== GIVEN TEXT ==
★ ★ ★ ★

In the first debate of Ohio’s U.S. Senate race, U.S. Rep. Tim Ryan, D-Ohio, said Republican challenger J.D. Vance holds a “very extreme position” against abortion.

“J.D., you called rape ‘inconvenient.’ Right?” Ryan said during the Oct. 10 U.S. Senate debate sponsored by Fox 8 News Cleveland. “Rape is not inconvenient. It is a significant tragedy.”

Vance disputed Ryan’s statement.

“First of all, I did not call rape ‘inconvenient,’” Vance said. “Congressman Ryan knows that’s not true.” 

We reviewed Vance’s full comments in context and found that what he said in a 2021 interview about rape and abortion was less clear than either candidate suggested during the debate.

Vance did not directly say “rape is inconvenient.” But when he was asked whether laws should allow people to get abortions if they were victims of rape or incest, he suggested that society should not view a pregnancy or birth resulting from rape or incest as “inconvenient.”

At the time, some news coverage of the exchange focused on Vance’s use of the words “inconvenient” and “inconvenience” in response to a question about rape and incest.

Vance and Ryan will face off in a second debate Oct. 17. The race is one of a handful of competitive Senate races that could determine which party controls the Senate in 2023.

★ ★ ★ ★

(Contour annotation records)
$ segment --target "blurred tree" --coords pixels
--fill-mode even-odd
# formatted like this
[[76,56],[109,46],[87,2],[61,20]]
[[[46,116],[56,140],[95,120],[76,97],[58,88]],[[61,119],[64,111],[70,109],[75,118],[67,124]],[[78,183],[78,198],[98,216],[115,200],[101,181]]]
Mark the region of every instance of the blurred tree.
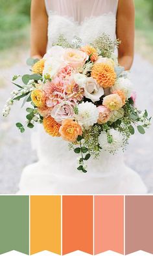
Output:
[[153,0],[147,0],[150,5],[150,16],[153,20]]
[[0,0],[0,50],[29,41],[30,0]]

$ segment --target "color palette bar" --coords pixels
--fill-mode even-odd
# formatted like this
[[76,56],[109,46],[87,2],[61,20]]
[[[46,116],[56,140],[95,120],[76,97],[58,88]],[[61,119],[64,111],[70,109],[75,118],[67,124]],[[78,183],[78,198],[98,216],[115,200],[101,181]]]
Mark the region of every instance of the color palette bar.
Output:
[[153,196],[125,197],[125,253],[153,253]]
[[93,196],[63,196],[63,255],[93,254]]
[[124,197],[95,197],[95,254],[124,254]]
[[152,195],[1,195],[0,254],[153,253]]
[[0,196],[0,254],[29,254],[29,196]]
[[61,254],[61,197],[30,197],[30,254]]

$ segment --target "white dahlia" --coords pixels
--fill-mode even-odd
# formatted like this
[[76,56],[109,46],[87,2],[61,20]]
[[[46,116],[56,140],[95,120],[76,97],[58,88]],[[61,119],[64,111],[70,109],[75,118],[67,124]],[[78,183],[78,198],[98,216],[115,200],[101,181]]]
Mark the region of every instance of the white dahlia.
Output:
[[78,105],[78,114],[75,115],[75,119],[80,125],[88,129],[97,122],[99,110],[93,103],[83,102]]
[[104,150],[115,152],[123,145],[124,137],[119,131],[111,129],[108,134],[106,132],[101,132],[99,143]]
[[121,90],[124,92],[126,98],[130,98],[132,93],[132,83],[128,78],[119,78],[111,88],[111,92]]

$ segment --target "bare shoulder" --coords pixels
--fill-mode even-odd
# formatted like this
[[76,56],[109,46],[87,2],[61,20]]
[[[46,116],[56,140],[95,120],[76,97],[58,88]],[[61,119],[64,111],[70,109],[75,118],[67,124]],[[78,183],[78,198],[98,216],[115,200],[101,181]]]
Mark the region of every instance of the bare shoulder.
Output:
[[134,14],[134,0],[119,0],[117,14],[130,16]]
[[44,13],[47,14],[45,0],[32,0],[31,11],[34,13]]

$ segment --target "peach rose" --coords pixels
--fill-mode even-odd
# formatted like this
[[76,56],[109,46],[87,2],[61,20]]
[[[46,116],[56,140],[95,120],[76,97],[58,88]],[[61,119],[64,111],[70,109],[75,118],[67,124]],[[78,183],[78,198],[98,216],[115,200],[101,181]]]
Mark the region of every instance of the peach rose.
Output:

★ ★ ★ ★

== SET TASKS ==
[1] According to the article on the Ohio Senate debate, on what date will Vance and Ryan meet in their second debate?
[2] Pick up the Ohio Senate debate article after its final sentence and keep writing it.

== OUTPUTS IN ORDER ==
[1] October 17.

[2]
Vance’s statements about rape and abortion stem from 2021 interview

The Ryan campaign told us the source of Ryan’s claim was a September 2021 interview Vance gave to Curtis Jackson of Spectrum News 1 in Columbus. 

In it, Jackson asked Ryan his opinion on the Texas law that bans doctors from providing an abortion after detecting a fetal heartbeat. The law has no exceptions for rape or incest.

Here’s the exchange, with the relevant portions in bold:

“I think in Texas they’re trying to make it easier for unborn babies to be born,” Vance said. “There is a view, common among leaders of the Democratic Party, that babies deserve no legal protections in the womb. That is a common view in the Democratic Party, and all I’m saying is that view’s wrong. It is.”

Jackson asked Vance whether anti-abortion laws should include exceptions for rape or incest. 

Vance replied: “Look, I think two wrongs don’t make a right. At the end of day, we are talking about an unborn baby. What kind of society do we want to have? A society that looks at unborn babies as inconveniences to be discarded?

Jackson tried to get Vance to comment directly about exceptions, asking “should a woman be forced to carry a child to term after she has been a victim of incest or rape?”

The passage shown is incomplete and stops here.